Exercise tasks —
1. According to the Counting Crows Daytrotter session page, since what year have Adam Duritz and Counting Crows specialized in the bittersweet?
2. Pick up the Counting Crows Daytrotter session write-up right after its final sentence and carry it on in the same voice.

Counting Crows
Daytrotter Session - Apr 19, 2012
- Welcome to Daytrotter
- Hospital
- Meet On The Ledge
- Return of the Grievous Angel
- Golden Slumbers / Carry That Weight / The End
There’s always something so beautiful in the bittersweet moments of our lives. It’s something that gets to us and we tend to secretly cherish it all a little more than maybe we even should. It might be that whatever had been gone through, the difficulties helped accentuate the good parts that might have come at the end, or vice versa – the sour ending might have made the earlier good parts seem unreal and, therefore, better. The bittersweet is what Adam Duritz and Counting Crows have specialized in since 1991. It’s been what they do so well and it might just be why nearly everyone still loyally appreciates and loves them all these many years later. You can’t help but encounter more and more of the bittersweet, the more years you rack up, the more people you know and who know you. It’s inevitable that you are only going to feel deeper and more wrenching emotions, the more involved you are with a life that is reams and reams in length instead of just a few pages of loose leaf notepaper, with a few scribbles in the margins and a lot of empty lines.
It seems that Counting Crows can be even more appreciated now than they could be before – at least for many of us, were just getting through high school and college, when their first big singles were ubiquitous on so many radio stations. It was Mr. Jones and all of us and we heard “A Long December” (arguably one of the finest of all-time) and “Round Here,” but we’d never been there. We’d never REALLY felt some of those things, so they were just words, it was just music and they were just songs that we stored in our memories and sang when they came on. But now, “A Long December,” when it comes on the radio, makes me so damned melancholy, or is it sad? It just wails on me and when Duritz sings about the smell of hospitals in winter, about all the oysters and no pearls and delivers the blow, “And there’s reason to believe/Maybe this year will be better than the last.” It’s a line that pummels you quite soundly. It makes you crumble and yet, it’s that hope in the line – in the voice – that buoys you and makes you think that a happy ending is somewhere out there.

Supplied entries —
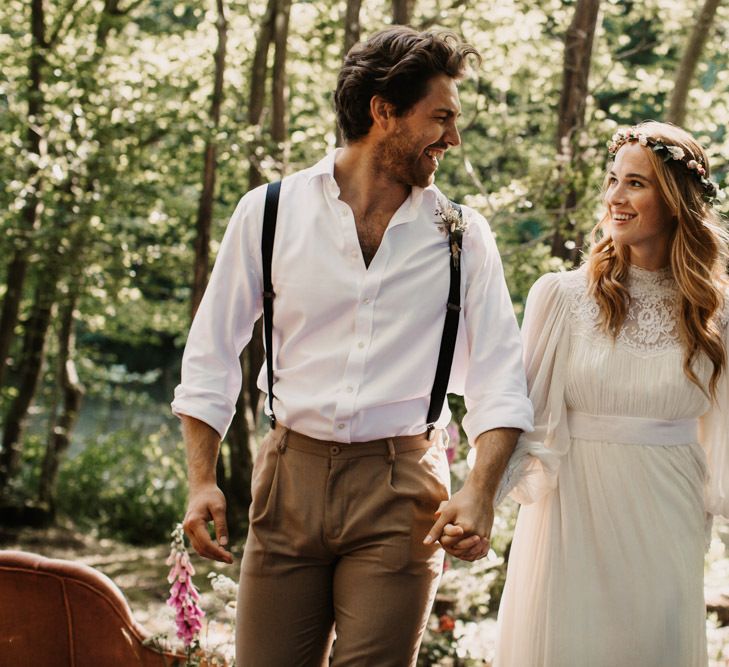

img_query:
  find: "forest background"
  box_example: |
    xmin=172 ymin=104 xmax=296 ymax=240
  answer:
xmin=0 ymin=0 xmax=729 ymax=664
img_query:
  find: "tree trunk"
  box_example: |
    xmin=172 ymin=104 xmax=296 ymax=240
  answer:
xmin=0 ymin=0 xmax=48 ymax=387
xmin=248 ymin=0 xmax=277 ymax=190
xmin=271 ymin=0 xmax=291 ymax=168
xmin=666 ymin=0 xmax=721 ymax=125
xmin=38 ymin=286 xmax=84 ymax=516
xmin=336 ymin=0 xmax=362 ymax=146
xmin=552 ymin=0 xmax=600 ymax=259
xmin=0 ymin=0 xmax=126 ymax=495
xmin=392 ymin=0 xmax=415 ymax=25
xmin=190 ymin=0 xmax=228 ymax=317
xmin=0 ymin=274 xmax=56 ymax=494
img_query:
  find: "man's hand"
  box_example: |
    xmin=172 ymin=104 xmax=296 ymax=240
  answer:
xmin=180 ymin=415 xmax=233 ymax=563
xmin=423 ymin=428 xmax=520 ymax=561
xmin=182 ymin=484 xmax=233 ymax=564
xmin=424 ymin=484 xmax=494 ymax=561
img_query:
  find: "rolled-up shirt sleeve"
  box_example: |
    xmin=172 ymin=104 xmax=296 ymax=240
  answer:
xmin=172 ymin=186 xmax=265 ymax=438
xmin=463 ymin=208 xmax=534 ymax=444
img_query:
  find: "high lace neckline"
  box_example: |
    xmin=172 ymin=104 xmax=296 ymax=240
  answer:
xmin=570 ymin=266 xmax=681 ymax=357
xmin=628 ymin=265 xmax=675 ymax=294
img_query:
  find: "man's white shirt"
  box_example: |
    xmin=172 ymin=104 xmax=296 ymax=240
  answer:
xmin=172 ymin=153 xmax=532 ymax=442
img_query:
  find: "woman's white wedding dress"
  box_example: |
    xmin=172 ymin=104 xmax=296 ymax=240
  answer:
xmin=494 ymin=267 xmax=729 ymax=667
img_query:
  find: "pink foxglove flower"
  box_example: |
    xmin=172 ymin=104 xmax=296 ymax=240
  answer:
xmin=167 ymin=523 xmax=205 ymax=648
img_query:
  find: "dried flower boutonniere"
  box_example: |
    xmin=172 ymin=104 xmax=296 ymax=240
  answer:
xmin=435 ymin=202 xmax=468 ymax=268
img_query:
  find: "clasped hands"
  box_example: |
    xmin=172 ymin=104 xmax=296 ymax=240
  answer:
xmin=423 ymin=482 xmax=494 ymax=561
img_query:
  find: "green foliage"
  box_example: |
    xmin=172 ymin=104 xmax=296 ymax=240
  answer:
xmin=58 ymin=429 xmax=186 ymax=543
xmin=0 ymin=0 xmax=729 ymax=544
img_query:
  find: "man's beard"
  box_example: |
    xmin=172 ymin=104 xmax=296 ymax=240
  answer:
xmin=377 ymin=128 xmax=434 ymax=188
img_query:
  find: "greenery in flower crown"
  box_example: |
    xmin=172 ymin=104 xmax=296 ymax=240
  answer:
xmin=607 ymin=127 xmax=719 ymax=203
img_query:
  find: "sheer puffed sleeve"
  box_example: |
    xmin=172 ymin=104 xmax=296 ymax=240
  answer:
xmin=495 ymin=273 xmax=570 ymax=504
xmin=699 ymin=310 xmax=729 ymax=518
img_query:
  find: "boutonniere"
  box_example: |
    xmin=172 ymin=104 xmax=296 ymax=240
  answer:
xmin=435 ymin=202 xmax=468 ymax=268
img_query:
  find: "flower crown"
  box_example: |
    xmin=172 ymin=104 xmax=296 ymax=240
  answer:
xmin=608 ymin=127 xmax=719 ymax=203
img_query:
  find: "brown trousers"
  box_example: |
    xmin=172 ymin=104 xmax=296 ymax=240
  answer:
xmin=236 ymin=426 xmax=450 ymax=667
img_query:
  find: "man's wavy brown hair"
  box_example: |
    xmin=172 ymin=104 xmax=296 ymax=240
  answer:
xmin=587 ymin=121 xmax=729 ymax=397
xmin=334 ymin=25 xmax=480 ymax=141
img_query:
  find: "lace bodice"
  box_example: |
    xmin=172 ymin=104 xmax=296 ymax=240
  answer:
xmin=566 ymin=267 xmax=681 ymax=356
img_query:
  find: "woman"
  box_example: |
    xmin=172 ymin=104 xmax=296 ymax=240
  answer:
xmin=495 ymin=122 xmax=729 ymax=667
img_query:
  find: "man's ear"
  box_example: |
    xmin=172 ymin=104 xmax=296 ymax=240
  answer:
xmin=370 ymin=95 xmax=395 ymax=130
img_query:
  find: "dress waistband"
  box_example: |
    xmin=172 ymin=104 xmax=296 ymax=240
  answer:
xmin=567 ymin=410 xmax=699 ymax=446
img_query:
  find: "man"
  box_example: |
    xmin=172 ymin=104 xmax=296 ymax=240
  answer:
xmin=173 ymin=27 xmax=532 ymax=667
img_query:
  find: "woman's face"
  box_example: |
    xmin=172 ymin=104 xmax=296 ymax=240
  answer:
xmin=605 ymin=142 xmax=674 ymax=270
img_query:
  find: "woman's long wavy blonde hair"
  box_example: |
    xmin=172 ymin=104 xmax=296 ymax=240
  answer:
xmin=587 ymin=121 xmax=729 ymax=397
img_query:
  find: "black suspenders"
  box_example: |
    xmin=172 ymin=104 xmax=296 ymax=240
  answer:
xmin=426 ymin=202 xmax=463 ymax=440
xmin=261 ymin=181 xmax=463 ymax=439
xmin=261 ymin=181 xmax=281 ymax=428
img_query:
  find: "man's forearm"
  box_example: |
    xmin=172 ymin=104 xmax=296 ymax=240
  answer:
xmin=467 ymin=428 xmax=521 ymax=498
xmin=180 ymin=415 xmax=220 ymax=488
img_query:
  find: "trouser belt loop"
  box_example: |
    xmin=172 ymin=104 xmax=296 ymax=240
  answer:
xmin=276 ymin=429 xmax=289 ymax=454
xmin=387 ymin=438 xmax=395 ymax=463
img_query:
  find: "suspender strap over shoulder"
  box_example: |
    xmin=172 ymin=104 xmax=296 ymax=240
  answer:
xmin=427 ymin=202 xmax=463 ymax=439
xmin=261 ymin=181 xmax=463 ymax=438
xmin=261 ymin=181 xmax=281 ymax=428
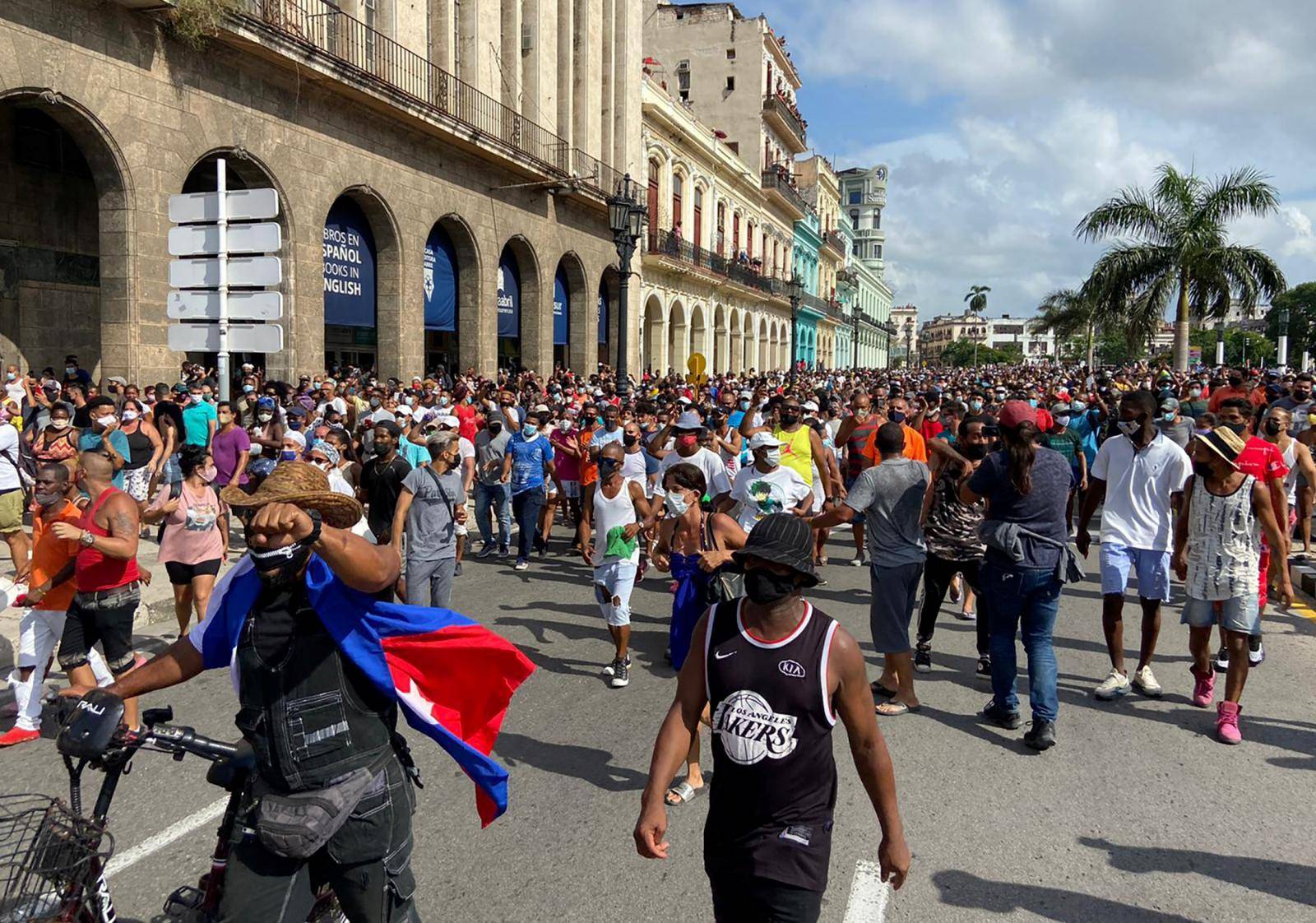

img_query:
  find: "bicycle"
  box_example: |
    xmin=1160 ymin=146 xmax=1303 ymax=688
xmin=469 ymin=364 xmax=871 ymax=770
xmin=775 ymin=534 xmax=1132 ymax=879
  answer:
xmin=0 ymin=690 xmax=346 ymax=923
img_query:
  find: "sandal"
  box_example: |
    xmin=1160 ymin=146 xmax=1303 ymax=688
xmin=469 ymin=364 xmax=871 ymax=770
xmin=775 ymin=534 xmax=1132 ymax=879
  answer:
xmin=662 ymin=780 xmax=708 ymax=807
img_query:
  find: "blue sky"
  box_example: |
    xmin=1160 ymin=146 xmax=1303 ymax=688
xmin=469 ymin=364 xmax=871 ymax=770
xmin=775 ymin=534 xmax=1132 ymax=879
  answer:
xmin=739 ymin=0 xmax=1316 ymax=318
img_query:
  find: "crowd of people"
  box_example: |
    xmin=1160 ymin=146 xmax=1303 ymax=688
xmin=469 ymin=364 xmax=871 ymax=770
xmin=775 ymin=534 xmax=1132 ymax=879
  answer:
xmin=0 ymin=357 xmax=1316 ymax=916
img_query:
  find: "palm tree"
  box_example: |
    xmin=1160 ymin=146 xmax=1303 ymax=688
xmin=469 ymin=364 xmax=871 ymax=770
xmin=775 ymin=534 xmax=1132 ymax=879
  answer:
xmin=1074 ymin=163 xmax=1287 ymax=371
xmin=1031 ymin=289 xmax=1107 ymax=369
xmin=965 ymin=285 xmax=991 ymax=315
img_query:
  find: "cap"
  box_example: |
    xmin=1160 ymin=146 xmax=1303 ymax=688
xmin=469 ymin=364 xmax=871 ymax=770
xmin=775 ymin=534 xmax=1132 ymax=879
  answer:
xmin=996 ymin=401 xmax=1037 ymax=429
xmin=732 ymin=513 xmax=818 ymax=587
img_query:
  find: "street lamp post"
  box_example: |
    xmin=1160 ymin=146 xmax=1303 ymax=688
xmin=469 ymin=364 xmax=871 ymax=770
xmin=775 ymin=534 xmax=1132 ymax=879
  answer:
xmin=608 ymin=173 xmax=647 ymax=401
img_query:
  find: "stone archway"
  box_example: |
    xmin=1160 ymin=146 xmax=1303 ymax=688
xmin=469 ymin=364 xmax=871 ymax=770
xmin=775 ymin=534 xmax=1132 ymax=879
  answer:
xmin=0 ymin=88 xmax=133 ymax=382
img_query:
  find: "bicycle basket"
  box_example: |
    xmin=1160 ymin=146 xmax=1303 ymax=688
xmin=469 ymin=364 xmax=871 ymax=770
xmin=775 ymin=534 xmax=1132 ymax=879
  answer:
xmin=0 ymin=795 xmax=114 ymax=923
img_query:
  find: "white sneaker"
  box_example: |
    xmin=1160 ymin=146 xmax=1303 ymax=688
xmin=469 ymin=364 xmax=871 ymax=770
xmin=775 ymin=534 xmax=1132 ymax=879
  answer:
xmin=1096 ymin=666 xmax=1133 ymax=702
xmin=1133 ymin=666 xmax=1161 ymax=698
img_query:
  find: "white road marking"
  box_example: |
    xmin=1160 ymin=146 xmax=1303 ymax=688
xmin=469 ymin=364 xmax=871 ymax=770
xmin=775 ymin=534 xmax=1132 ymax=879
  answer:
xmin=105 ymin=798 xmax=229 ymax=879
xmin=842 ymin=859 xmax=891 ymax=923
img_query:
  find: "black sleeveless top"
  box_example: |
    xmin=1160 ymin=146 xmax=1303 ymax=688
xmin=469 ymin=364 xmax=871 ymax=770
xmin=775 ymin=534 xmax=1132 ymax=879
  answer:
xmin=704 ymin=599 xmax=837 ymax=892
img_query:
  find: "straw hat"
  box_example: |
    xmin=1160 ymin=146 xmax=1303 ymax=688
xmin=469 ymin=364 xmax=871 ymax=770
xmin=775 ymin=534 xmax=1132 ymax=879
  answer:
xmin=220 ymin=461 xmax=360 ymax=529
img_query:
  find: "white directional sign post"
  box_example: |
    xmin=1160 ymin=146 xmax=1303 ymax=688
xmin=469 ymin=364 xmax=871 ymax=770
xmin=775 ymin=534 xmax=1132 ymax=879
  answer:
xmin=166 ymin=156 xmax=283 ymax=401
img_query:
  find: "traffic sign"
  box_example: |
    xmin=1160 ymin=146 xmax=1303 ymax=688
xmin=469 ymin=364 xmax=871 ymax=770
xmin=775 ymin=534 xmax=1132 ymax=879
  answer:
xmin=169 ymin=221 xmax=283 ymax=257
xmin=169 ymin=324 xmax=283 ymax=353
xmin=169 ymin=257 xmax=283 ymax=289
xmin=169 ymin=189 xmax=279 ymax=224
xmin=164 ymin=291 xmax=283 ymax=320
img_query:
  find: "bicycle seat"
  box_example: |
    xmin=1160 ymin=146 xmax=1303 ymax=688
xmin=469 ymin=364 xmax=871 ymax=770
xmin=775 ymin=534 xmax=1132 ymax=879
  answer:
xmin=206 ymin=739 xmax=255 ymax=791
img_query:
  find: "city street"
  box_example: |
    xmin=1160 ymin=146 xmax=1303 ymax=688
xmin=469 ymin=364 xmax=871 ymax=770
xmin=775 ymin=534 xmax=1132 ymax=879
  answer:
xmin=0 ymin=529 xmax=1316 ymax=923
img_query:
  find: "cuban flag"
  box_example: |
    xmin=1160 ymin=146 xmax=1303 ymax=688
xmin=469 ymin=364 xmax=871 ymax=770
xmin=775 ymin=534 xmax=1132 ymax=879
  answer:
xmin=188 ymin=555 xmax=535 ymax=827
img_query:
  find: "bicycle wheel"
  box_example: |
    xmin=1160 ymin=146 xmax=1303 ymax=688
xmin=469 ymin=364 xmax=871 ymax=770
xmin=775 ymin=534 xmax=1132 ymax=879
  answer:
xmin=0 ymin=794 xmax=114 ymax=923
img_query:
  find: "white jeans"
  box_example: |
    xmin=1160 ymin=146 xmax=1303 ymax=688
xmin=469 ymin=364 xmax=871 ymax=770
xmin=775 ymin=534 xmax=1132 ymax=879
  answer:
xmin=9 ymin=608 xmax=114 ymax=731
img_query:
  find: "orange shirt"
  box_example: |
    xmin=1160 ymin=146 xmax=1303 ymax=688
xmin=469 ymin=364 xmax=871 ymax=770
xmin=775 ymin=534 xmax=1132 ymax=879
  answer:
xmin=28 ymin=503 xmax=81 ymax=612
xmin=864 ymin=423 xmax=928 ymax=465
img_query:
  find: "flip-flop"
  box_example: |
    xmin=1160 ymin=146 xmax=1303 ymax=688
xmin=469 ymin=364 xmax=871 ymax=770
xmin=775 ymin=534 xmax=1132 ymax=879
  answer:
xmin=662 ymin=780 xmax=708 ymax=807
xmin=875 ymin=702 xmax=923 ymax=717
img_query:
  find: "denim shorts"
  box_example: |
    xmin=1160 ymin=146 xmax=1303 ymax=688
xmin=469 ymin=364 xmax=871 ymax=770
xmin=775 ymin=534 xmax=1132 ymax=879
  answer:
xmin=1179 ymin=595 xmax=1261 ymax=634
xmin=1101 ymin=541 xmax=1170 ymax=601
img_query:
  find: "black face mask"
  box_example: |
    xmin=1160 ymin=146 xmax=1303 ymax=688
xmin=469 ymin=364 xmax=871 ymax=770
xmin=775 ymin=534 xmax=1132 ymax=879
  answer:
xmin=745 ymin=568 xmax=795 ymax=605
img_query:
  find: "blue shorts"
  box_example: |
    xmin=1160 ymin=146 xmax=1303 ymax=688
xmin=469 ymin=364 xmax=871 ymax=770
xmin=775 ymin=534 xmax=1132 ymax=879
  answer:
xmin=1179 ymin=594 xmax=1261 ymax=634
xmin=1101 ymin=541 xmax=1170 ymax=601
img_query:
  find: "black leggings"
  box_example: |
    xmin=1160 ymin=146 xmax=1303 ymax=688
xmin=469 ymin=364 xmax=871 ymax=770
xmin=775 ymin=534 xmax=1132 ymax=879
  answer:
xmin=919 ymin=552 xmax=987 ymax=657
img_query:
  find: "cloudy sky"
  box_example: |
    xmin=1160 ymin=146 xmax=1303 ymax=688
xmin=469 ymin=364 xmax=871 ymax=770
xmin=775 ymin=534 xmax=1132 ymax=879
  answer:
xmin=739 ymin=0 xmax=1316 ymax=318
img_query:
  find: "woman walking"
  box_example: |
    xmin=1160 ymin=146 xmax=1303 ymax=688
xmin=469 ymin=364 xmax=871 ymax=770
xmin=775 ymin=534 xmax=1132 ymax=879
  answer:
xmin=654 ymin=462 xmax=748 ymax=805
xmin=959 ymin=401 xmax=1071 ymax=750
xmin=142 ymin=445 xmax=229 ymax=638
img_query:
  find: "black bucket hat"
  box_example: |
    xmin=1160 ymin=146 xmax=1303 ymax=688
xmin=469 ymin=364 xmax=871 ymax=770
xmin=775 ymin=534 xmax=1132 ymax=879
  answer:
xmin=732 ymin=513 xmax=818 ymax=587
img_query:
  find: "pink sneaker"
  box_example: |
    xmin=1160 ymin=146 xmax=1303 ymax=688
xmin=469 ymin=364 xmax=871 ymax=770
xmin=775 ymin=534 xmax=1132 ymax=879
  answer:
xmin=1189 ymin=667 xmax=1216 ymax=708
xmin=1216 ymin=702 xmax=1242 ymax=744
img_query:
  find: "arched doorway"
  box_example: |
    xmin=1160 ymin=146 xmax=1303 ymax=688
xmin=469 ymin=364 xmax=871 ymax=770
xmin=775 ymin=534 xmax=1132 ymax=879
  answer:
xmin=0 ymin=92 xmax=132 ymax=381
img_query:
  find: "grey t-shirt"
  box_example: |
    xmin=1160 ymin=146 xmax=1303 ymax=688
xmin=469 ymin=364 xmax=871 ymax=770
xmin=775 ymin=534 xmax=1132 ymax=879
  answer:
xmin=475 ymin=427 xmax=512 ymax=485
xmin=845 ymin=457 xmax=930 ymax=568
xmin=403 ymin=467 xmax=466 ymax=561
xmin=963 ymin=445 xmax=1070 ymax=570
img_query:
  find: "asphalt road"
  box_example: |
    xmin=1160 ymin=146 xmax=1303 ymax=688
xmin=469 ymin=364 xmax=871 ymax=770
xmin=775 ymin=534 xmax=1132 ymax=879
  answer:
xmin=0 ymin=533 xmax=1316 ymax=923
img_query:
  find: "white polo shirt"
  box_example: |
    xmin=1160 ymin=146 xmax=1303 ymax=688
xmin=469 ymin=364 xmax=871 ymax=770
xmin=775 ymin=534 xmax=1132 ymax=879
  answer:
xmin=1092 ymin=434 xmax=1193 ymax=552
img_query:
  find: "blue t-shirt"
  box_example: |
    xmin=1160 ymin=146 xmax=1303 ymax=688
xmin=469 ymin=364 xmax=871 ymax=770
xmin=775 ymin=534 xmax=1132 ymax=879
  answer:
xmin=77 ymin=429 xmax=133 ymax=489
xmin=183 ymin=401 xmax=219 ymax=445
xmin=507 ymin=434 xmax=553 ymax=496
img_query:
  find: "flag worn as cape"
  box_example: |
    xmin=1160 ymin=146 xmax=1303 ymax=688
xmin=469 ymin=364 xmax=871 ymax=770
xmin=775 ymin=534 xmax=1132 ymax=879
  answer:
xmin=188 ymin=555 xmax=535 ymax=827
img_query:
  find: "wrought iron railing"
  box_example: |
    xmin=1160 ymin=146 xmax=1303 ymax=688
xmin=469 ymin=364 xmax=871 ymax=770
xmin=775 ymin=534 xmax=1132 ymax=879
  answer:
xmin=235 ymin=0 xmax=619 ymax=195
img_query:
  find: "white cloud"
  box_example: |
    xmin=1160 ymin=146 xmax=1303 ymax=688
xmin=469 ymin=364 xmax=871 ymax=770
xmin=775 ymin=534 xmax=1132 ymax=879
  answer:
xmin=758 ymin=0 xmax=1316 ymax=323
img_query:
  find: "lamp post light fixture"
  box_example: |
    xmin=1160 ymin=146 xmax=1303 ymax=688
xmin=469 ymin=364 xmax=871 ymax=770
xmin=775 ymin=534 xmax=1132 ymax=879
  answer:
xmin=785 ymin=271 xmax=804 ymax=378
xmin=608 ymin=173 xmax=647 ymax=401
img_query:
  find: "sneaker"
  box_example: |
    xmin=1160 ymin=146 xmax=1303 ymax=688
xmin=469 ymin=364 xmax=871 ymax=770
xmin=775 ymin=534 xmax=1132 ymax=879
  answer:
xmin=978 ymin=699 xmax=1022 ymax=731
xmin=1215 ymin=644 xmax=1229 ymax=673
xmin=1216 ymin=702 xmax=1242 ymax=744
xmin=0 ymin=726 xmax=41 ymax=747
xmin=1133 ymin=666 xmax=1162 ymax=699
xmin=913 ymin=644 xmax=932 ymax=673
xmin=1024 ymin=717 xmax=1055 ymax=750
xmin=1189 ymin=666 xmax=1216 ymax=708
xmin=608 ymin=660 xmax=630 ymax=689
xmin=1095 ymin=666 xmax=1133 ymax=702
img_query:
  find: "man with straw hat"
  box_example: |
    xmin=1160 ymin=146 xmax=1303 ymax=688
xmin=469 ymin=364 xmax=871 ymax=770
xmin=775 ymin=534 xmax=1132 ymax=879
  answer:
xmin=60 ymin=461 xmax=533 ymax=923
xmin=1174 ymin=427 xmax=1294 ymax=744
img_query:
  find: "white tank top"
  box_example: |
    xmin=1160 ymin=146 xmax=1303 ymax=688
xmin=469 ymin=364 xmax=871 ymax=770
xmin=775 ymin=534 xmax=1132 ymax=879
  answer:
xmin=594 ymin=478 xmax=640 ymax=568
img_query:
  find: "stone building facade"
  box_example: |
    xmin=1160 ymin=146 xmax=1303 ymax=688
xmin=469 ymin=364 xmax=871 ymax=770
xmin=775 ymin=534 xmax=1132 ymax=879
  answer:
xmin=0 ymin=0 xmax=641 ymax=382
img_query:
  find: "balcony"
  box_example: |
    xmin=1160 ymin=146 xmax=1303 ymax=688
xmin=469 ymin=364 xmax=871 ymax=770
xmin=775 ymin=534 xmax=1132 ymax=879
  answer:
xmin=220 ymin=0 xmax=620 ymax=197
xmin=645 ymin=230 xmax=787 ymax=299
xmin=763 ymin=167 xmax=813 ymax=221
xmin=763 ymin=94 xmax=808 ymax=154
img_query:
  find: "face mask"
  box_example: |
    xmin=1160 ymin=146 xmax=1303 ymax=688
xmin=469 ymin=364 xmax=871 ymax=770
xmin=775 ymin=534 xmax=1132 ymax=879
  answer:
xmin=745 ymin=568 xmax=795 ymax=605
xmin=663 ymin=493 xmax=689 ymax=516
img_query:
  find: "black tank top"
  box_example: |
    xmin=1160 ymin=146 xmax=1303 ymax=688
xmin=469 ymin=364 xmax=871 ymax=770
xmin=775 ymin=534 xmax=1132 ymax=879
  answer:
xmin=704 ymin=599 xmax=837 ymax=892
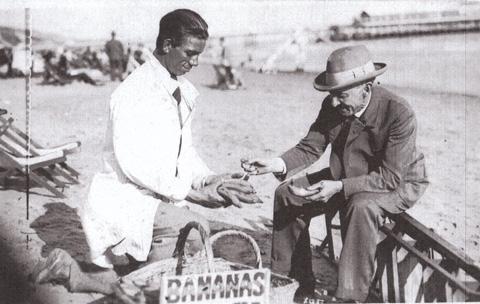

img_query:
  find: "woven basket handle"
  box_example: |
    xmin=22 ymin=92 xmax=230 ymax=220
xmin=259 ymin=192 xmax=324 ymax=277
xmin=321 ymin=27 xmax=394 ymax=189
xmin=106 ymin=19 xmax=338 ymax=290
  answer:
xmin=173 ymin=221 xmax=214 ymax=275
xmin=210 ymin=230 xmax=262 ymax=268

Replies —
1. Since 1991.

2.
With the group’s latest record – a covers album and the band’s first release as an independent – Duritz, drummer Jim Bogios, guitarist David Bryson, keyboardist Charlie Gillingham, guitarist David Immergluck, bassist Millard Powers and guitarist Dan Vickery selected many songs that delved into these very moving and powerful split personalities of emotion. They all seem to have their dark storylines of sickness, craziness, loneliness, heartache and desperation, but there are always SO many rays of sunlight, hitting just right on these halves. There’s a shine to them that makes them feel as if the weight could lift itself off, with just a little help, or that all will be better soon. The Fairport Convention song, “Meet On The Ledge,” sounds like it’s about ending it all — jumping from a window and letting it just stop you cold. There’s something good that might come out of it though, as Duritz sings, ” When my time is up, I’m gonna see all my friends,” before finishing the chorus with the line, “If you really mean it, it all comes round again.” It might not be about any contemplation of suicide, just a reminder that we’re all tired of whatever bullshit we’re dealing with and that we’ve all got a screw or two loose that are causing rattlings that we can’t stand sometimes. But we should realize that it’s nothing terminal.